Material to process.
((

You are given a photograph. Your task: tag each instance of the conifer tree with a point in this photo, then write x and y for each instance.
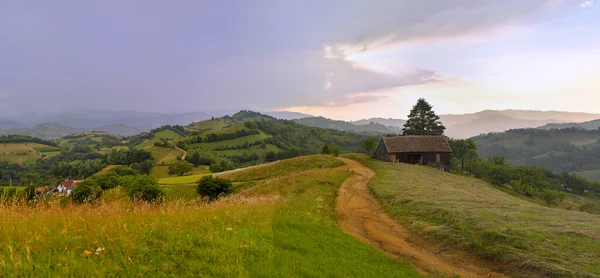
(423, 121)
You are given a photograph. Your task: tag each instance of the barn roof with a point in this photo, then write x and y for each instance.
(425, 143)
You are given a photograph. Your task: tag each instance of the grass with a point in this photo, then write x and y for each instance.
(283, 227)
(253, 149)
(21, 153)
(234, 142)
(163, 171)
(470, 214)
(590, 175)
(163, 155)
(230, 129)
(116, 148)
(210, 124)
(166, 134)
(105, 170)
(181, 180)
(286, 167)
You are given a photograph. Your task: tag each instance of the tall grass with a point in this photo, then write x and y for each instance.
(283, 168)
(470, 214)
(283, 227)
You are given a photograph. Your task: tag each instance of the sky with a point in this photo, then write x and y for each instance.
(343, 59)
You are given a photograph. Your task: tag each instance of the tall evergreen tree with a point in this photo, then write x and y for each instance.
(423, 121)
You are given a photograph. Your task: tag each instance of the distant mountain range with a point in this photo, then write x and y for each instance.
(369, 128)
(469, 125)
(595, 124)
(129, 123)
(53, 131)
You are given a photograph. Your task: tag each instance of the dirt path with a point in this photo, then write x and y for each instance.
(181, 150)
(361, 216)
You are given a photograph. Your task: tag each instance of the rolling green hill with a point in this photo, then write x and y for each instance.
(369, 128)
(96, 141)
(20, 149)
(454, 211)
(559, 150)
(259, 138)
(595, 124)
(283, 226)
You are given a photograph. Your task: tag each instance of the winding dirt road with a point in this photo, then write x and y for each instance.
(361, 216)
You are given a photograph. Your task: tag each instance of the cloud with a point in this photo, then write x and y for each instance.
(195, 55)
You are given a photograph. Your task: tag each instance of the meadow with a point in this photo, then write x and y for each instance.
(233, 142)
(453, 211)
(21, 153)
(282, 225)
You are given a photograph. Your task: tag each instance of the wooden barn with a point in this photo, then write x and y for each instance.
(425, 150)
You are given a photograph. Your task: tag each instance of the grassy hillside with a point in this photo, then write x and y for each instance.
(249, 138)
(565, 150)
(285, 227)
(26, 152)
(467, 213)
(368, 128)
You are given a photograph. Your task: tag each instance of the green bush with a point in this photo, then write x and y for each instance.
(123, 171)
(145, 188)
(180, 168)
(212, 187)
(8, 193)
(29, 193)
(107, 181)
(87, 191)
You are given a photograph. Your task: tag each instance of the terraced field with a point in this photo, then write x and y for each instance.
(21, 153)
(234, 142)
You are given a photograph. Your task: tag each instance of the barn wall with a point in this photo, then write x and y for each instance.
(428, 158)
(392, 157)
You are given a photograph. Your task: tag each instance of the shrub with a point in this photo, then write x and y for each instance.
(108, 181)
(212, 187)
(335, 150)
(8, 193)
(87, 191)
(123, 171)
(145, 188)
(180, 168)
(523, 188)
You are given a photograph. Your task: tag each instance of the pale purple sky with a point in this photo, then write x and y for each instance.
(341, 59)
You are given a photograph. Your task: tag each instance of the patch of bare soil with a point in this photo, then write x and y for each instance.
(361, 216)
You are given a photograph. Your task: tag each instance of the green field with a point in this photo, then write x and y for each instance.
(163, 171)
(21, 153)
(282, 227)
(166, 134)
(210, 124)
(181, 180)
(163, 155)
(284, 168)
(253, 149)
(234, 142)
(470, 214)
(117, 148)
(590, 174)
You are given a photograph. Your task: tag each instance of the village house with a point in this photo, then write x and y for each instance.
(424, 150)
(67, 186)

))
((

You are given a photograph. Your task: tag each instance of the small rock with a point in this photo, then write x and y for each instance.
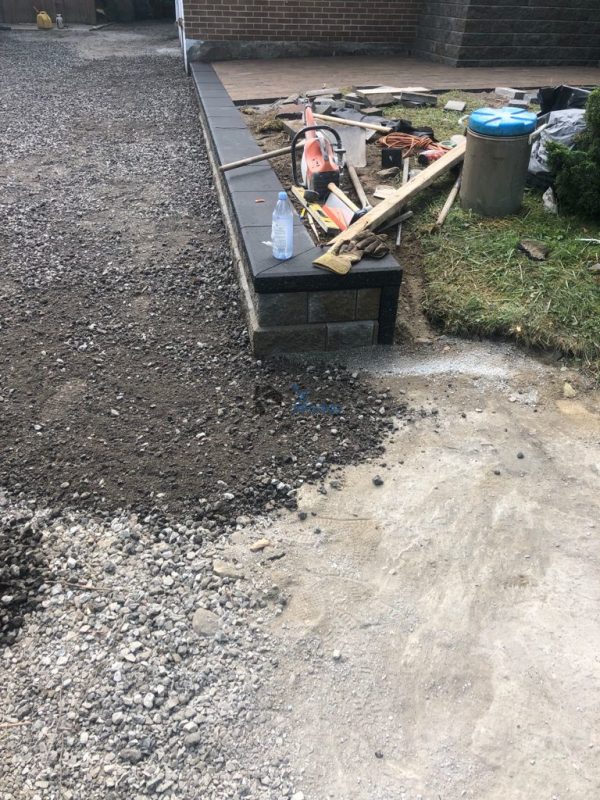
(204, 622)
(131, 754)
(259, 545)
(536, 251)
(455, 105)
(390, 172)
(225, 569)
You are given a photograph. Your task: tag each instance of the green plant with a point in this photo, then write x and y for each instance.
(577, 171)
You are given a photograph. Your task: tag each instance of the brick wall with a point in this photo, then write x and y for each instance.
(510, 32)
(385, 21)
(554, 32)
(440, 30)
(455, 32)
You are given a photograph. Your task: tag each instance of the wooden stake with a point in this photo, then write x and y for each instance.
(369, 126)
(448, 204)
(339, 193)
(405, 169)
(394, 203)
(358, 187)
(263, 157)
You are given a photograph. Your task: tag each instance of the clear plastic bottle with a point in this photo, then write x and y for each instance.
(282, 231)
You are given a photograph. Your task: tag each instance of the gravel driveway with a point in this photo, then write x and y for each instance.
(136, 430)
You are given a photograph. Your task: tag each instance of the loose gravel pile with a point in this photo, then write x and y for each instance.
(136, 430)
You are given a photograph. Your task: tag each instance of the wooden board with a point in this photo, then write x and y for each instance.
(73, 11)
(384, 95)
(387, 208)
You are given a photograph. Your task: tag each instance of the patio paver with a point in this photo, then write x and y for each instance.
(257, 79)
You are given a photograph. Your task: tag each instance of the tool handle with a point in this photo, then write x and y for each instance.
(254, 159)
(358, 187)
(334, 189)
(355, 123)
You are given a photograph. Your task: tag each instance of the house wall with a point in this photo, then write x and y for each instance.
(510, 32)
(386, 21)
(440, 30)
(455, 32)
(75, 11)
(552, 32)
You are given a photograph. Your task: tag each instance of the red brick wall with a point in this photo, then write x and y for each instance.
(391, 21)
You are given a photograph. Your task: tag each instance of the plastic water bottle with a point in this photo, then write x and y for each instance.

))
((

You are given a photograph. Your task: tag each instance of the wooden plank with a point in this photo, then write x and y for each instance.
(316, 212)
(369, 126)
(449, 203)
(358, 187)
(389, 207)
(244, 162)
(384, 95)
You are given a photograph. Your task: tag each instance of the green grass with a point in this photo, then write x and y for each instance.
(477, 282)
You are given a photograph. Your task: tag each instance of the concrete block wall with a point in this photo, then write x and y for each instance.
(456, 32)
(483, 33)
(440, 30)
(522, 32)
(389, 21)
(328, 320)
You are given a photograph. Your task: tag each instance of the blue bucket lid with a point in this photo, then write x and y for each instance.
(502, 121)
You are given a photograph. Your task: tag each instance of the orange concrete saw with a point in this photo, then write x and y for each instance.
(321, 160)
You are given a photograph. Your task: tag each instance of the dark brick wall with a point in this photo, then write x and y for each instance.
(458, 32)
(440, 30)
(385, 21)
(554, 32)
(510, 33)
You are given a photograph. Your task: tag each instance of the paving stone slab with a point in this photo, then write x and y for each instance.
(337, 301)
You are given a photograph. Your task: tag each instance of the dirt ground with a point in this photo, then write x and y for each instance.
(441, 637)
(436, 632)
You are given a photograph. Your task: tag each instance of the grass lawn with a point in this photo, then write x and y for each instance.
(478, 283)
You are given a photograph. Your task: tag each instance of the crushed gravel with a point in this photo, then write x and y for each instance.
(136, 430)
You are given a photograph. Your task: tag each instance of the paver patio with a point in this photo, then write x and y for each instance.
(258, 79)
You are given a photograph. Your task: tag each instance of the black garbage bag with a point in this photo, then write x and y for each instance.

))

Format the data from the line containing "of the patio" through the line containing "of the plastic", inclusive, as a numbered list with no blank lines.

Solution below.
1. You are given a photograph. Your task: tag each instance of the patio paver with a point in this photo, then write x and y for each instance.
2. (257, 79)
3. You are given a photograph. Your task: tag each instance of the tool handle with a point in this photo, then write x and y for each instance.
4. (254, 159)
5. (358, 187)
6. (334, 189)
7. (355, 123)
8. You are given a photograph. Your task: tag each instance of the house wall with a point in this photo, then write x and y for each instance.
9. (510, 32)
10. (386, 21)
11. (440, 30)
12. (455, 32)
13. (75, 11)
14. (552, 32)
15. You are given a photograph. Your task: tag each instance of the red brick wall with a point in this photo, then write x and y for each instance.
16. (391, 21)
17. You are given a photograph. Your task: tag each instance of the plastic water bottle with a point in this photo, then write x and y for each instance.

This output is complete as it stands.